▶ _EXCERPTED DATA_:

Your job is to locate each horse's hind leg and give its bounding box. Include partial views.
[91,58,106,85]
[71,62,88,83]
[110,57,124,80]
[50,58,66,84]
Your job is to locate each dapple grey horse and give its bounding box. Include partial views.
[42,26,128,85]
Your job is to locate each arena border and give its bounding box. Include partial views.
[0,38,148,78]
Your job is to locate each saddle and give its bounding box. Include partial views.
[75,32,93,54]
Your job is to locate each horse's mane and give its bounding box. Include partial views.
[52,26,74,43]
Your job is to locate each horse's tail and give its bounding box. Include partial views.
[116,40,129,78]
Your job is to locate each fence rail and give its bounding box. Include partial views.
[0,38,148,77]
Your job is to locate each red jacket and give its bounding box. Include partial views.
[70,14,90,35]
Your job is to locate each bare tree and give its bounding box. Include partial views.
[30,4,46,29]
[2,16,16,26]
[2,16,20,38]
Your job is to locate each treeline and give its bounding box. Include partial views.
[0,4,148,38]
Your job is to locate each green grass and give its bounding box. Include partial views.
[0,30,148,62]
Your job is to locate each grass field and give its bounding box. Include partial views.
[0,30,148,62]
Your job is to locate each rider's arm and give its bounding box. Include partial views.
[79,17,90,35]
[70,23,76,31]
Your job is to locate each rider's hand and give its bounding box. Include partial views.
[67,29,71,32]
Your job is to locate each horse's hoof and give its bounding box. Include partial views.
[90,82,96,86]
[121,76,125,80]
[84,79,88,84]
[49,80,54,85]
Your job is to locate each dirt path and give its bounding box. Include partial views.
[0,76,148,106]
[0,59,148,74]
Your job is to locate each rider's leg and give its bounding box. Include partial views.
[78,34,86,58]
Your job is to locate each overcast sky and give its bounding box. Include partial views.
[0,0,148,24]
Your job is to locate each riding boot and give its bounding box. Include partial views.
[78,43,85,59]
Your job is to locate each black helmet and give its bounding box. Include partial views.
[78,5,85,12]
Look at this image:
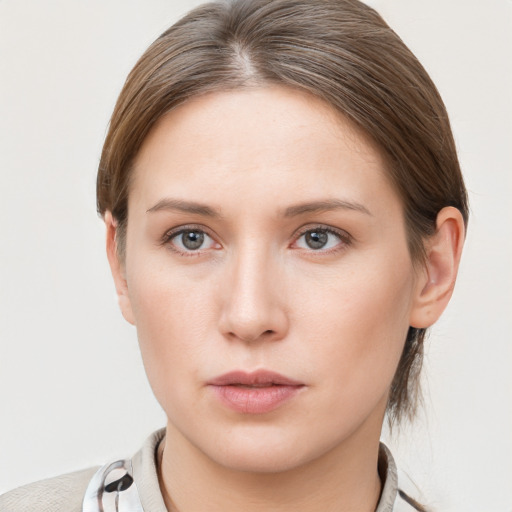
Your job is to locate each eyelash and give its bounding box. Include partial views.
[161,224,352,257]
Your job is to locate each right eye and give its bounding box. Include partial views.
[167,228,218,253]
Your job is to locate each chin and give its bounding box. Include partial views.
[198,431,330,473]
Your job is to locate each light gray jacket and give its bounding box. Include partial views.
[0,430,417,512]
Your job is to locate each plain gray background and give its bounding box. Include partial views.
[0,0,512,512]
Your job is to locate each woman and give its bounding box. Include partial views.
[0,0,467,512]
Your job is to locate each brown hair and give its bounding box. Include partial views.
[97,0,468,422]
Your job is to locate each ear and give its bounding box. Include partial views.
[409,206,465,328]
[103,211,135,325]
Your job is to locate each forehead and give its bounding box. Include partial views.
[130,86,398,216]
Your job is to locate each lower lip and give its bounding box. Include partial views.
[211,385,303,414]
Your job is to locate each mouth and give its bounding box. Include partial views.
[207,370,305,414]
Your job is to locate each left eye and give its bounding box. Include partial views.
[169,229,215,252]
[296,228,343,251]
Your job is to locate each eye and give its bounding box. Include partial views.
[295,227,349,251]
[167,228,217,253]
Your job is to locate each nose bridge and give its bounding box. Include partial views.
[221,239,287,341]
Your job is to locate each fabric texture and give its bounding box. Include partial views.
[0,429,417,512]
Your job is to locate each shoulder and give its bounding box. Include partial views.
[0,467,98,512]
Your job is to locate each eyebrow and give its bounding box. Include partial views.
[146,198,372,218]
[146,198,221,218]
[284,199,372,217]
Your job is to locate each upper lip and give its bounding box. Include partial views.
[208,370,304,386]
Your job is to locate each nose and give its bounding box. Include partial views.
[219,244,288,342]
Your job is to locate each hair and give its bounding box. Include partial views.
[97,0,468,424]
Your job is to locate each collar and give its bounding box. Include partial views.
[82,429,417,512]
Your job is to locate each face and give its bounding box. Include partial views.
[121,87,418,471]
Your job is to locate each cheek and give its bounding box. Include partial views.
[290,260,414,412]
[129,262,216,409]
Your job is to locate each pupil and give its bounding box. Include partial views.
[306,231,327,249]
[182,231,204,250]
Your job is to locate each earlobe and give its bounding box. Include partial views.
[103,211,135,325]
[410,206,465,328]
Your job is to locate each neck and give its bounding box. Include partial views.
[159,425,381,512]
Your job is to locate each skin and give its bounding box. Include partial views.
[105,86,464,512]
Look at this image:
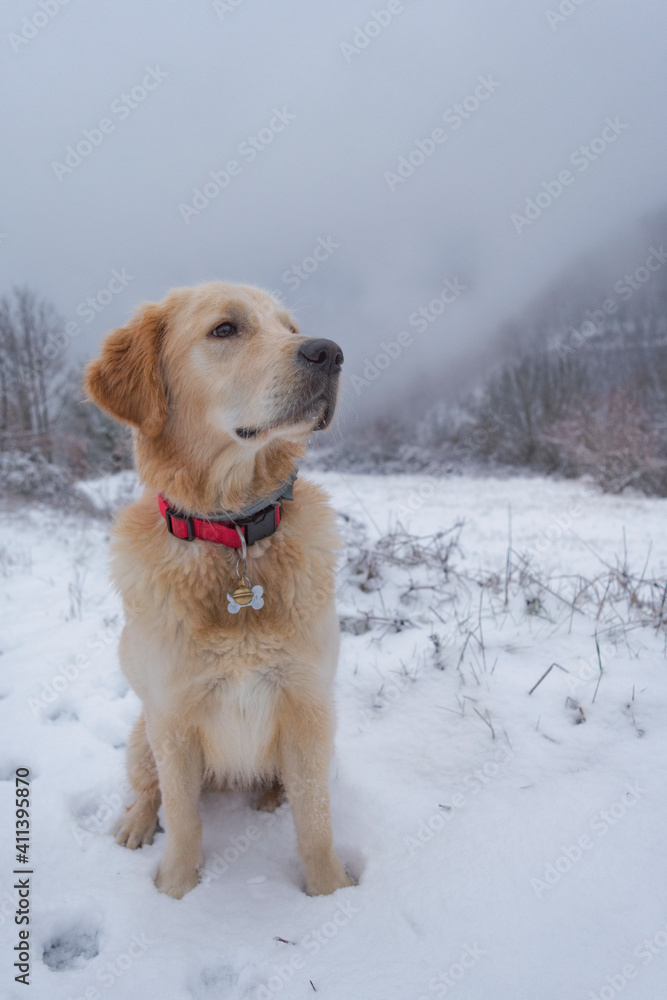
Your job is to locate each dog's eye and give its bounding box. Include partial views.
[209,323,239,337]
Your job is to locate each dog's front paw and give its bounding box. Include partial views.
[155,861,199,899]
[306,855,357,896]
[111,798,157,851]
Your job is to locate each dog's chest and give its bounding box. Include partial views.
[197,669,281,784]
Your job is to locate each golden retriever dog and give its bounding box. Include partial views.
[85,282,353,899]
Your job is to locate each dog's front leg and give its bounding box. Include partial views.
[149,719,202,899]
[280,701,354,896]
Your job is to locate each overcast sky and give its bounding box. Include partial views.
[0,0,667,413]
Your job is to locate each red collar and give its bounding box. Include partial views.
[158,495,287,549]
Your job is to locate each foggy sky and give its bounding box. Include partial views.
[0,0,667,415]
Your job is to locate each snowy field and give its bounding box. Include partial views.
[0,473,667,1000]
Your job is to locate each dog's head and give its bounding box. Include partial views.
[86,283,343,447]
[85,282,343,503]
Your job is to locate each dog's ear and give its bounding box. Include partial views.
[84,303,167,437]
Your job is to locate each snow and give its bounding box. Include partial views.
[0,472,667,1000]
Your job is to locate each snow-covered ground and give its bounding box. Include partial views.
[0,473,667,1000]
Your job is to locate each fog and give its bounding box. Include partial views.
[0,0,667,419]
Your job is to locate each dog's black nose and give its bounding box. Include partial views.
[298,339,343,375]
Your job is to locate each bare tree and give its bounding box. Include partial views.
[0,287,66,454]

▶ _GOAL_: Rescale the rows that open with the line containing "Your job is to locate each left" and close with the line containing "[0,429,417,512]": rewrite only those lines, requests included, with every bounding-box coordinate multiplied by 2.15 and rounded to a whole number, halves up.

▶ _TASK RESULT_:
Your job is to locate each left eye and give its bounding box. Include partial views.
[363,492,462,542]
[636,490,737,540]
Your job is to locate each eye and give its bounding box. Include partial views.
[634,488,750,540]
[359,490,467,544]
Your job is to locate each nose bridge and give its bounding box. Include partial views.
[475,514,617,733]
Your job is to locate each fabric texture and give its bounding box. Include partial views.
[0,922,897,1101]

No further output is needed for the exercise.